**Tujuan Tugas:**
A: Salin bagian teks tentang korupsi pejabat daerah, mulai dari "Langkah pencegahan dan" sampai dengan "terkait Fee Proyek.".
B: Lanjutkan teks tentang korupsi pejabat daerah, dimulai setelah kalimat terakhirnya.

Berdasarkan data Komisi Pemberantasan Korupsi (KPK) sepanjang periode 2004-2022 diberbagai media, ada sebanyak 176 pejabat daerah terjerat kasus korupsi. Hal itu belum termasuk jumlah anggota Dewan Perwakilan Rakyat Daerah (DPRD).
Namun sesuai data KPK, sudah ada 22 gubernur dan 154 walikota/bupati dan wakil yang juga berurusan dengan KPK sampai September 2022.
Langkah pencegahan dan penindakan kasus korupsi yang dilakukan oleh KPK rasanya sudah tak mencukupi lagi untuk membersihkan korupsi dari negeri ini.
Bahkan di berbagai daerah korupsi semakin subur. Para gubernur, bupati/walikota sudah tak ada rasa takut lagi dalam bertransaksi terkait Fee Proyek.

**Cuplikan Catatan:**
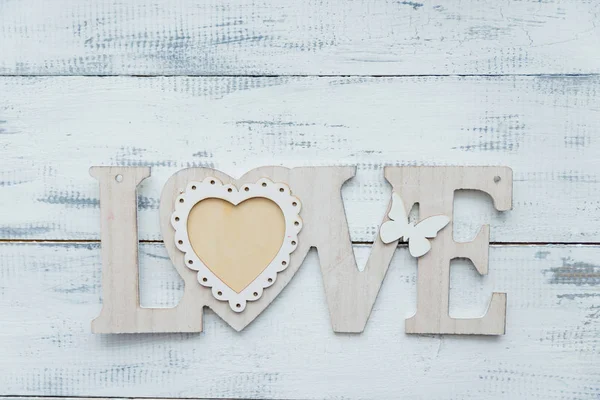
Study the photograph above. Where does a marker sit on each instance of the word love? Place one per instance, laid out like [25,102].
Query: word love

--

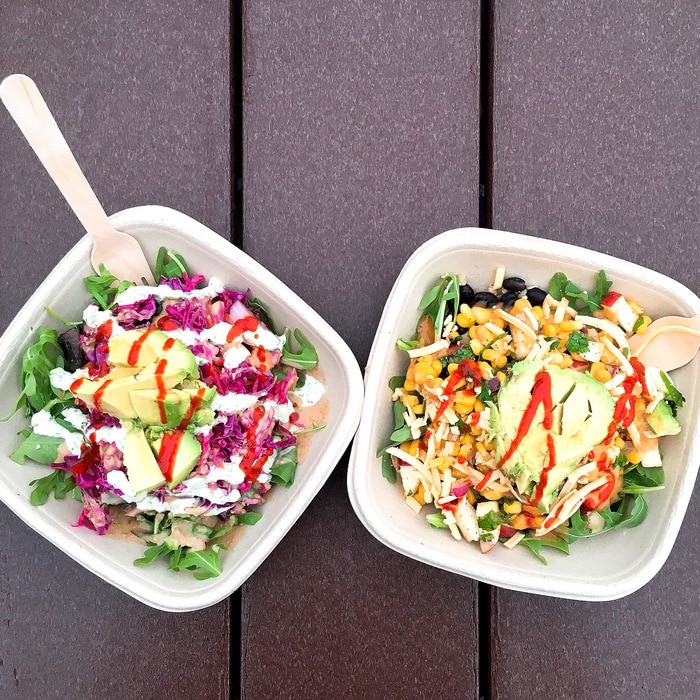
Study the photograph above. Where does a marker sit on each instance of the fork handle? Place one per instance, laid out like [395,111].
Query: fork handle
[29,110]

---

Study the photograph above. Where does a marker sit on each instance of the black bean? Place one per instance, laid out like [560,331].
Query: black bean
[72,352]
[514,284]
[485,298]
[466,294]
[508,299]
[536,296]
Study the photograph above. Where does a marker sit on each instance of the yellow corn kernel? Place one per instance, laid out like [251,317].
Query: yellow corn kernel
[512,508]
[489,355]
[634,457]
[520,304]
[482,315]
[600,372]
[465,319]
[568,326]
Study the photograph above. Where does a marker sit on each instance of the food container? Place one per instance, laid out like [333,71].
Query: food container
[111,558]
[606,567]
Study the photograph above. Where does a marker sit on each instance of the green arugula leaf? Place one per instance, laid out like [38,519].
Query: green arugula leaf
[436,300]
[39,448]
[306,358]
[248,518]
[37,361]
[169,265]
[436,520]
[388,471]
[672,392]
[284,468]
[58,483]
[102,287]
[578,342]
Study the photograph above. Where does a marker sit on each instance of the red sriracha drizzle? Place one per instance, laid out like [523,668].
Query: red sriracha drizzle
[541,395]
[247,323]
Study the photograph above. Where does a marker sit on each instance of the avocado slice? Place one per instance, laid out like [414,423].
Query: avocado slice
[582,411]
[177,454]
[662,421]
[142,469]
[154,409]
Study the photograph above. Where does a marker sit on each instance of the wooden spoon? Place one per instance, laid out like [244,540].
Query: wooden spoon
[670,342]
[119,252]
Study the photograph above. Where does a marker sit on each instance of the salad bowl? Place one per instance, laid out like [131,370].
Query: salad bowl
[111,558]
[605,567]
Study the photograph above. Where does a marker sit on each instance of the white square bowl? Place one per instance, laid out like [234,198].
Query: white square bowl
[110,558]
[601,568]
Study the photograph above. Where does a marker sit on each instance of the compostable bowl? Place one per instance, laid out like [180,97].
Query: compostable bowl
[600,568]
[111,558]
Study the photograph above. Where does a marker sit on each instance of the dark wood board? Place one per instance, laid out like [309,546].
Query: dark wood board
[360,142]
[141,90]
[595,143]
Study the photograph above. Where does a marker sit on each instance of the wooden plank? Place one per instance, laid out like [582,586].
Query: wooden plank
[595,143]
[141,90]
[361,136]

**Jawaban per Tugas:**
A:
Langkah pencegahan dan penindakan kasus korupsi yang dilakukan oleh KPK rasanya sudah tak mencukupi lagi untuk membersihkan korupsi dari negeri ini.
Bahkan di berbagai daerah korupsi semakin subur. Para gubernur, bupati/walikota sudah tak ada rasa takut lagi dalam bertransaksi terkait Fee Proyek.

B:
Menariknya lagi, banyak laporan para penggiat Anti Korupsi di Kepolisian dan Kejaksaan di daerah hanya jalan ditempat.
Bahkan kasus suap terus merajalela dikalangan pejabat, namun semua diam dan tak mampu berbuat apa-apa lagi.
Menariknya lagi, banyak kasus yang terlapor para penggiat Anti Korupsi di Kepolisian dan Kejaksaan di berbagai daerah. Namun yang berproses di Pengadilan hanya 1 s/d 2 kasus saja setiap tahun, bahkan tidak ada satupun.
Apakah Kepolisian dan Kejaksaan di daerah kekurangan biaya perkara dalam memproses kasus-kasus dilaporkan, atau semua laporan tidak cukup bukti.
Apalagi kita sudah masuk tahun politik, maka KPK, Kepolisian, Kejaksaan harus menyatu mengawasi gerak gerik para gubernur, bupati/walikota dalam tender proyek dan penunjukan langsung (PL) yang sarat dengan SUAP MENYUAP.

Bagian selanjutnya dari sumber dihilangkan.